*WHAT THIS TASK INVOLVES*.
Count how many lines in the entries below contain the string "seagull", matching case exactly. Reply with the number alone.

*MATERIAL*.
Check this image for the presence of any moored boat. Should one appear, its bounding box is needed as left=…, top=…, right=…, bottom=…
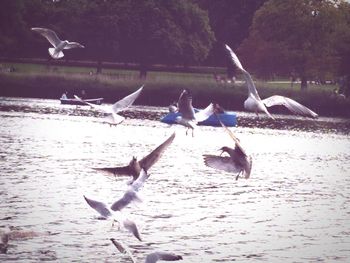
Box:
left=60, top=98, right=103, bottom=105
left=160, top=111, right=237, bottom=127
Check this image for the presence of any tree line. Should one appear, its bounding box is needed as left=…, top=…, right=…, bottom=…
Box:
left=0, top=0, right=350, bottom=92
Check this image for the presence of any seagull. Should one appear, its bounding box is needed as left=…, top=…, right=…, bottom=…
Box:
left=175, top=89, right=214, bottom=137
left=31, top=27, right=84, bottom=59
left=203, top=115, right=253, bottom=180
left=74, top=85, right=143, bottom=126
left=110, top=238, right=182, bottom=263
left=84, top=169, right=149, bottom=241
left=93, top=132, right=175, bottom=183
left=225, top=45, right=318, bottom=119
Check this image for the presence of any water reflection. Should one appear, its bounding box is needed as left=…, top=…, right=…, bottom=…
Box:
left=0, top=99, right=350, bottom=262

==

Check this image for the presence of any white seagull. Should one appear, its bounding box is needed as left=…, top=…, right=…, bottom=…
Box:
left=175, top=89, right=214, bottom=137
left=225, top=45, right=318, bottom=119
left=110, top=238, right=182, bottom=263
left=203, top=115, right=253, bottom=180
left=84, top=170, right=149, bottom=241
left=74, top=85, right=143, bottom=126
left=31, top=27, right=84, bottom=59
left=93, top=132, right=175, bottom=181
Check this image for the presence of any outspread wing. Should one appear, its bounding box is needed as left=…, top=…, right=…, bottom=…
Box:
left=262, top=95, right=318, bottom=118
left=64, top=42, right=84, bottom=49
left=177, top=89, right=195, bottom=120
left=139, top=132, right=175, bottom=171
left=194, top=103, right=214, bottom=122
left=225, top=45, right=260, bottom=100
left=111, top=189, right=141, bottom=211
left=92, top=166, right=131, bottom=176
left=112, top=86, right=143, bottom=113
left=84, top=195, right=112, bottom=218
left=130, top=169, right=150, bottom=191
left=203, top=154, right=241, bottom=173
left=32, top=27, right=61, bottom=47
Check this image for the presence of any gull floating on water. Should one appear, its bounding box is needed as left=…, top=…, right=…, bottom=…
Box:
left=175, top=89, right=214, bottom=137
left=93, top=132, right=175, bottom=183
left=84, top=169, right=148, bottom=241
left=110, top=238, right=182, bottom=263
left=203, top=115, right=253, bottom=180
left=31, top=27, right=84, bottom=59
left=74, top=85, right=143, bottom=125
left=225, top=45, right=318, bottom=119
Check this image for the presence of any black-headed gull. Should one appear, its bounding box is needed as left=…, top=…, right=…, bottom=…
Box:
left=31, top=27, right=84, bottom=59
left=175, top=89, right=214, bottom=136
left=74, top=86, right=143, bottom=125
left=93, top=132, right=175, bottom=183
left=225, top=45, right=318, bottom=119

*TASK RESPONSE*.
2